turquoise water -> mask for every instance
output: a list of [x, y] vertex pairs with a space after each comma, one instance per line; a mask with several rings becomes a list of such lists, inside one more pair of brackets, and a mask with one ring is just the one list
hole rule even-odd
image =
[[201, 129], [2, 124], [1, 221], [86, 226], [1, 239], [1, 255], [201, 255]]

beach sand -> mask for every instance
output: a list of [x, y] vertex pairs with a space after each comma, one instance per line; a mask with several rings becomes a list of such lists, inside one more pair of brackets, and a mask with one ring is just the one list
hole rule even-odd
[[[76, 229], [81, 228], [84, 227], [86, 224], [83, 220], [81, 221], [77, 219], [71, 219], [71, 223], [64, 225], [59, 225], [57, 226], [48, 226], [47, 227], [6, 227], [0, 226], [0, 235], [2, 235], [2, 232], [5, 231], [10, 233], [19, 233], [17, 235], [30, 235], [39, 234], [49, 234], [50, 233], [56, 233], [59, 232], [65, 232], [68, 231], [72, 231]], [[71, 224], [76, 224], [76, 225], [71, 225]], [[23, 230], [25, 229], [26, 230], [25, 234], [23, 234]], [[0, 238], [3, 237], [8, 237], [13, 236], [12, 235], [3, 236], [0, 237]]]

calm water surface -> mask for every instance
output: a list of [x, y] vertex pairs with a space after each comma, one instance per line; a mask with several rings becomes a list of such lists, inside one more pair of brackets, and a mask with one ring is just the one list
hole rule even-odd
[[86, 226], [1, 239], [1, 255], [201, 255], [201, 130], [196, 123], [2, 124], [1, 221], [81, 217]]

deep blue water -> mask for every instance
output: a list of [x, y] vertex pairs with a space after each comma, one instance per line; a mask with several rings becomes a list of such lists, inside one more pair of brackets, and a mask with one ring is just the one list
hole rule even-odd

§ **PROBLEM**
Convert every line of the records above into a JSON list of strings, with each line as one string and blank lines omitted.

§ **OUTPUT**
[
  "turquoise water -> mask for every instance",
  "output: a list of [x, y] vertex pairs with a space after each comma, one instance per line; a mask with several rings becomes a list of such lists, inside one more pair of brackets, and a mask with one ring is just the one list",
  "hole rule even-odd",
  "image =",
  "[[201, 129], [2, 124], [1, 221], [86, 226], [1, 239], [1, 255], [201, 255]]",
  "beach sand -> mask for every instance",
  "output: a list of [x, y] vertex pairs with a space after each comma, one instance per line; a mask with several rings becomes a list of such lists, inside one more pair of brackets, and a mask with one ring is just the one list",
  "hole rule even-odd",
  "[[[76, 229], [81, 228], [84, 227], [86, 224], [83, 220], [81, 221], [77, 219], [71, 219], [71, 223], [64, 225], [59, 225], [57, 226], [48, 226], [47, 227], [6, 227], [0, 226], [0, 235], [2, 235], [2, 232], [5, 231], [10, 233], [19, 233], [17, 235], [30, 235], [39, 234], [49, 234], [50, 233], [56, 233], [59, 232], [65, 232], [68, 231], [72, 231]], [[71, 224], [76, 224], [76, 225], [71, 225]], [[23, 230], [25, 229], [26, 230], [25, 234], [23, 234]], [[0, 238], [3, 237], [8, 237], [13, 236], [12, 235], [3, 236], [0, 237]]]",
  "calm water surface -> mask for every instance",
  "output: a list of [x, y] vertex pairs with a space after each comma, one instance per line; a mask with several rings becomes a list of such lists, inside one more pair of brackets, and a mask with one ring is just the one list",
  "hole rule even-odd",
  "[[86, 226], [1, 239], [1, 255], [201, 255], [201, 130], [196, 123], [2, 124], [1, 221], [81, 217]]",
  "deep blue water -> mask for every instance",
  "output: a list of [x, y] vertex pairs with a space after each comma, one instance per line; a mask with several rings becomes a list of such lists, inside one more pair of brackets, and a mask with one ring is just the one list",
  "hole rule even-odd"
]